▶ [Data rows]
start

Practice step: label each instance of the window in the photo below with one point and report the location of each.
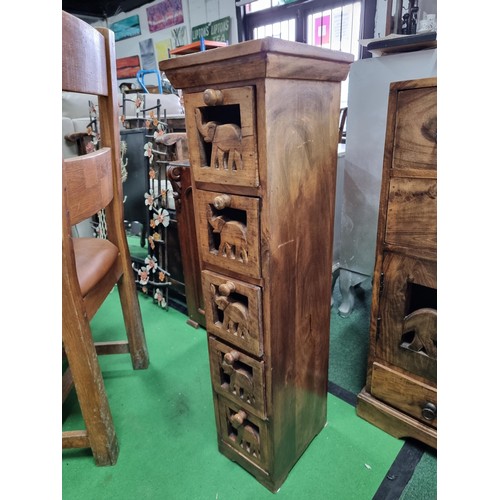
(332, 24)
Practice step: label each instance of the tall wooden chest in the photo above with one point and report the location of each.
(400, 395)
(262, 121)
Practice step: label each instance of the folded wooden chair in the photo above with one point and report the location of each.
(91, 267)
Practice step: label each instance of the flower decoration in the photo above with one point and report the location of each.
(160, 298)
(149, 200)
(151, 263)
(162, 217)
(148, 151)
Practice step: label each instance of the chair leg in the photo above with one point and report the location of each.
(89, 386)
(133, 320)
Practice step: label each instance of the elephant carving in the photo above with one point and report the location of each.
(233, 237)
(424, 323)
(249, 440)
(226, 142)
(235, 319)
(240, 380)
(248, 437)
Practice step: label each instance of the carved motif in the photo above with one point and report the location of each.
(226, 142)
(240, 380)
(235, 319)
(248, 437)
(233, 237)
(423, 322)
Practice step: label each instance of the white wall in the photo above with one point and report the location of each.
(195, 12)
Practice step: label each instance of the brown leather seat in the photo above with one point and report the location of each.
(92, 267)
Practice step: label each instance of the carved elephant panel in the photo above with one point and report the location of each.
(229, 234)
(223, 138)
(237, 376)
(244, 432)
(233, 311)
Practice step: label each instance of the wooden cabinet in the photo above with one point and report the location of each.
(400, 395)
(262, 122)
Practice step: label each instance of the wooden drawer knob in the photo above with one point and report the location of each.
(238, 418)
(429, 412)
(227, 288)
(231, 357)
(222, 201)
(213, 97)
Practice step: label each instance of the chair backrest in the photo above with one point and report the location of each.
(92, 182)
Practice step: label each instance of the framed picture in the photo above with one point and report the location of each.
(127, 67)
(126, 28)
(164, 15)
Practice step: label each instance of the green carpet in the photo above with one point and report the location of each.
(165, 425)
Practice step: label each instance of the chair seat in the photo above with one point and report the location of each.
(94, 258)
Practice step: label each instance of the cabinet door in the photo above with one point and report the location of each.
(222, 137)
(407, 315)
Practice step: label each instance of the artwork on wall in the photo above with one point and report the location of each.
(162, 48)
(322, 31)
(147, 54)
(217, 31)
(126, 28)
(127, 67)
(179, 35)
(164, 15)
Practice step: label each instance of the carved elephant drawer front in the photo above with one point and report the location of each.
(244, 432)
(222, 138)
(408, 395)
(233, 311)
(238, 377)
(229, 231)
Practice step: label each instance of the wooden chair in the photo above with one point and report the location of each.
(91, 267)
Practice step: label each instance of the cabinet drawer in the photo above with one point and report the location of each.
(233, 311)
(412, 213)
(244, 432)
(237, 376)
(408, 395)
(222, 139)
(228, 227)
(415, 135)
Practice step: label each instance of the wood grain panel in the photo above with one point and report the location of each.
(412, 213)
(403, 392)
(415, 136)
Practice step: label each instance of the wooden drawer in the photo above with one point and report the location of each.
(222, 138)
(244, 432)
(237, 376)
(415, 134)
(229, 231)
(412, 213)
(233, 311)
(404, 393)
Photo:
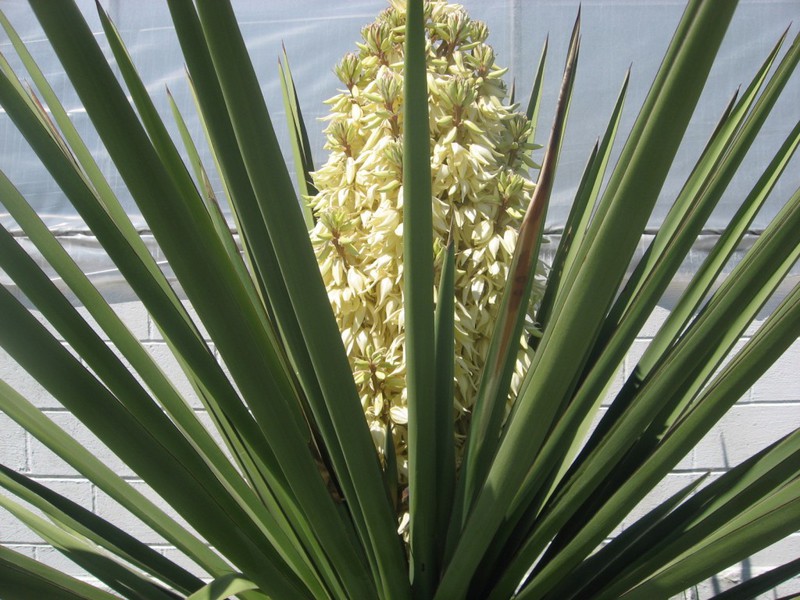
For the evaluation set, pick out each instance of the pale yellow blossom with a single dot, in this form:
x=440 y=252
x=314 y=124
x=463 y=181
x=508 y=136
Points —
x=481 y=185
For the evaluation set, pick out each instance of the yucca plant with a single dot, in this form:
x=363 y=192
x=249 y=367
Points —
x=285 y=493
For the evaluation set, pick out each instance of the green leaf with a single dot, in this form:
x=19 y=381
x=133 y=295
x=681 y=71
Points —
x=418 y=306
x=23 y=578
x=83 y=522
x=445 y=422
x=301 y=147
x=298 y=265
x=223 y=587
x=647 y=156
x=490 y=403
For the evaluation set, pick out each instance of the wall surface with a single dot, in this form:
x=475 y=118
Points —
x=767 y=411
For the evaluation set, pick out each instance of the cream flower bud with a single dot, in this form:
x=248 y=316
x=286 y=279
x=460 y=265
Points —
x=480 y=184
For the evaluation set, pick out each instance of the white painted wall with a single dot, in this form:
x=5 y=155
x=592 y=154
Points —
x=770 y=409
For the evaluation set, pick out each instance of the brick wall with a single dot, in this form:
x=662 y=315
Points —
x=770 y=409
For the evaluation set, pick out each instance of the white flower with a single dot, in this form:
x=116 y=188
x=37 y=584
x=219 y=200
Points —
x=479 y=164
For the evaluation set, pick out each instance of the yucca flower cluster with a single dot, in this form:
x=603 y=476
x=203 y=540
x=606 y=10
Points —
x=480 y=158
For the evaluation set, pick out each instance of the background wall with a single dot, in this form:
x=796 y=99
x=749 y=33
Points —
x=616 y=35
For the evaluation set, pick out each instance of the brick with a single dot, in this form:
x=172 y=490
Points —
x=182 y=560
x=110 y=509
x=742 y=432
x=24 y=384
x=46 y=462
x=131 y=312
x=781 y=383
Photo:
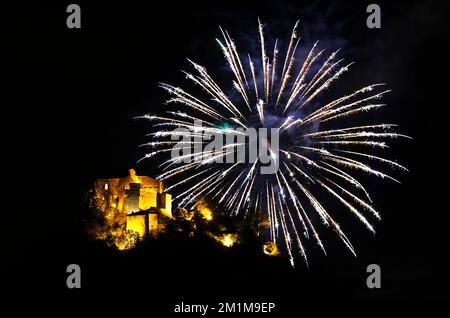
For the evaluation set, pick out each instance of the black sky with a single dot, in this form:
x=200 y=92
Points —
x=75 y=93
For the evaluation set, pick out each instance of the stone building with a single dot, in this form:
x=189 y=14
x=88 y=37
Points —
x=141 y=199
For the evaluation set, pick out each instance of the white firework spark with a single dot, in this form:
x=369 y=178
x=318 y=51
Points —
x=319 y=150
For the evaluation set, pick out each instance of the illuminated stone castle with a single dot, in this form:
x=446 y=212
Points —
x=141 y=199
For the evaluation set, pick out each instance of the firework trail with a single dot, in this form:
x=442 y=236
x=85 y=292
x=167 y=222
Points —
x=320 y=148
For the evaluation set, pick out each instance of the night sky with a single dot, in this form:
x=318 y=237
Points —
x=75 y=93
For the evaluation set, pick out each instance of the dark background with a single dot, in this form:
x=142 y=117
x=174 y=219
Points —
x=70 y=121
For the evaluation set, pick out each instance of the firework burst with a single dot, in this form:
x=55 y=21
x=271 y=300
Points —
x=320 y=149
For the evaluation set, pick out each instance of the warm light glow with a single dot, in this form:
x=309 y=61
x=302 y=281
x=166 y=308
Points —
x=206 y=213
x=134 y=178
x=271 y=249
x=114 y=201
x=227 y=240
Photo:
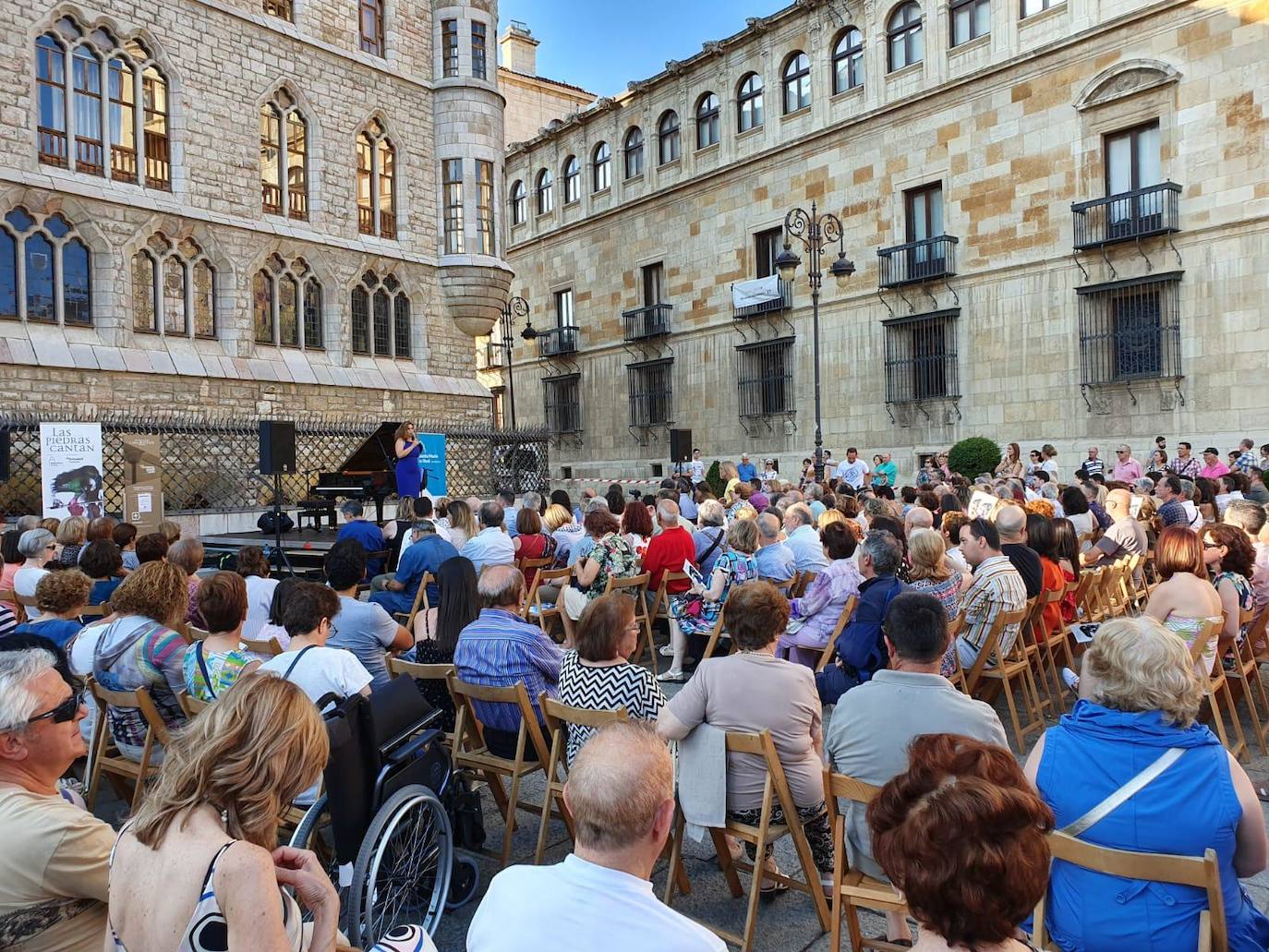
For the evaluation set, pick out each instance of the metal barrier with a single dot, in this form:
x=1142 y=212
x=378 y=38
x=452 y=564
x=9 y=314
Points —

end

Rewrite all the items above, changing "each instance" to "every occurrence" wherever it occurs and leaving everything else as it is. Omit the pictures from your answer.

Practice step: label every occurrence of the window in the photo below with one point and report the location of each.
(332, 24)
Practice step: label every occurrence of the tall wooden chest in the photo above with one point and report the location of each.
(400, 395)
(262, 121)
Practice step: label every occurrence of the folded wooden chair in the photo above with one point and report the location of each.
(91, 267)
Practice step: label every occurrence of the flower decoration in the photo above with one point and report the location of each.
(160, 298)
(149, 200)
(151, 263)
(162, 217)
(148, 151)
Practice step: label every occurrence of the chair leg in the photo above with one point and report the location of each.
(89, 386)
(133, 320)
Practice step: label every occurrence of the elephant carving in the photo above with one point and report the location of each.
(233, 237)
(424, 323)
(249, 440)
(226, 142)
(235, 319)
(240, 380)
(248, 437)
Practice step: label every occurrence of the carved motif in the photo above with one point and report the location of each.
(226, 142)
(240, 380)
(235, 319)
(248, 437)
(233, 237)
(423, 322)
Practice step: label every occurrence of the white wall in the photo above with one point and report the location of each.
(195, 12)
Practice step: label every occurrence of the brown leather seat in the photo above with one point and report the location of each.
(92, 267)
Practice step: label every occurrence of the carved elephant panel in the photo above with one point and report the location of each.
(229, 234)
(223, 138)
(237, 376)
(244, 432)
(233, 311)
Practice step: label every occurrence of the wooden cabinet in the photo above with one point and report the location of each.
(400, 395)
(262, 122)
Practice step: label every occurrence of the wooden drawer knob in the photo above with one point and report the location of each.
(238, 418)
(429, 412)
(227, 288)
(231, 357)
(222, 201)
(213, 97)
Practice step: label every occurrence of the chair backrest in the photo above with one point and report the location of each.
(92, 182)
Practice step: label every occurrence of the framed picture in the photo above with one point and report the location of each.
(127, 67)
(126, 28)
(164, 15)
Practice step: label every occurrence of the green carpet in the photo above with one point and report the location of each.
(165, 425)
Practice step: label every occurrence of the chair seat in the photo above with one point and report the location of each.
(94, 258)
Practice step: label every occurrence of the cabinet door in the photo above with one point and report the location of each.
(222, 137)
(407, 315)
Practice step: label every occurrence of the artwork on wall in the photo above with one point and report the location of each.
(162, 48)
(322, 31)
(147, 54)
(217, 31)
(126, 28)
(127, 67)
(179, 35)
(164, 15)
Practice step: label every occurrence of the carved elephant drawer front in the photo above with one point and report the location of each.
(244, 432)
(222, 138)
(408, 395)
(233, 311)
(238, 377)
(229, 231)
Practice step: label every occurrence of the wooden chair in the photo above with one point and report the location of each.
(91, 267)
Practice step: label every occurrence of the cabinet drawer in the photo above with one point and report the location of each.
(233, 311)
(412, 213)
(244, 432)
(237, 376)
(408, 395)
(222, 139)
(228, 227)
(415, 135)
Practice step: label every occurrence of the wood grain panel in the photo above with one point and report the location of each.
(412, 213)
(403, 392)
(415, 136)
Practice step: label every occurrence of the wooden drawer in the photo above with one point and report the location of each.
(222, 138)
(244, 432)
(237, 376)
(415, 134)
(229, 231)
(412, 213)
(233, 311)
(404, 393)
Photo:
For the evaluation set, pick out every occurrence of the pale yellow blossom with a single dot, in this form:
x=440 y=252
x=314 y=124
x=463 y=181
x=508 y=136
Points —
x=481 y=185
For the evaluation set, pick out every occurrence of the yucca plant with a single dot, in this form:
x=363 y=192
x=249 y=367
Points —
x=285 y=493
For the evaluation set, pick out every occurrence of the green leaf with a single dot, in this form:
x=19 y=381
x=133 y=295
x=681 y=71
Points —
x=418 y=306
x=23 y=578
x=83 y=522
x=445 y=422
x=301 y=147
x=298 y=265
x=223 y=587
x=647 y=156
x=490 y=403
For the evaluation set, pick out every occurrence of the wall surface with a single dot, in this form:
x=475 y=118
Points —
x=767 y=411
For the evaluation set, pick out every occurrence of the cream flower bud with a single dot, in this form:
x=248 y=316
x=286 y=279
x=460 y=265
Points —
x=480 y=184
For the evaluation set, pick out every occurrence of the white painted wall with a single dot, in this form:
x=5 y=155
x=592 y=154
Points —
x=770 y=409
For the evaluation set, pick out every occurrence of the brick wall with a single dot, in this form:
x=662 y=315
Points —
x=770 y=409
For the evaluation set, pick out every occurrence of the white flower with a single dot, in this form:
x=116 y=188
x=37 y=584
x=219 y=200
Points —
x=479 y=164
For the evaluation set, pick out every occurrence of the yucca flower cluster with a single dot, in this form:
x=603 y=476
x=203 y=540
x=606 y=10
Points —
x=480 y=158
For the evaluation set, pick out every occurrence of the background wall with a single dot, in this form:
x=796 y=99
x=749 y=33
Points —
x=616 y=35
For the evaluation set, pick out every occurrence of the brick with a single dot, in this form:
x=172 y=490
Points —
x=182 y=560
x=110 y=509
x=742 y=432
x=24 y=384
x=46 y=462
x=131 y=312
x=781 y=383
Photo:
For the evaluation set, pick out every occurrence of the black sky with a single dot, in this form:
x=200 y=92
Points —
x=75 y=93
For the evaluation set, pick out every occurrence of the stone building with a single dot, in this form:
x=189 y=14
x=88 y=37
Points —
x=141 y=199
For the evaluation set, pick out every occurrence of the white firework spark with a single dot, in this form:
x=369 y=178
x=318 y=51
Points —
x=319 y=150
For the evaluation set, pick out every occurrence of the illuminated stone castle with a single dot, in this form:
x=446 y=212
Points —
x=141 y=199
For the evaluation set, pick out every occurrence of the firework trail with a single dot, in this form:
x=442 y=236
x=85 y=292
x=167 y=222
Points —
x=320 y=148
For the evaluation set, pick out every occurrence of the night sky with a single dot, in this form:
x=318 y=237
Points —
x=75 y=93
For the evaluation set, pick out every occurrence of the dark background with a single dot, in this form:
x=142 y=117
x=174 y=219
Points —
x=70 y=121
For the evaluation set, pick out every occurrence of the firework burst with a single dot, in this form:
x=55 y=21
x=271 y=300
Points —
x=320 y=149
For the evaluation set, pick out every occurrence of the warm light glow with a single dot, in this form:
x=309 y=61
x=302 y=281
x=166 y=308
Points —
x=206 y=213
x=134 y=178
x=271 y=249
x=114 y=201
x=227 y=240
Photo:
For the evaluation set, pick out every occurrence of the metal barrier with a single dot, in this form:
x=1142 y=212
x=378 y=38
x=452 y=564
x=9 y=314
Points —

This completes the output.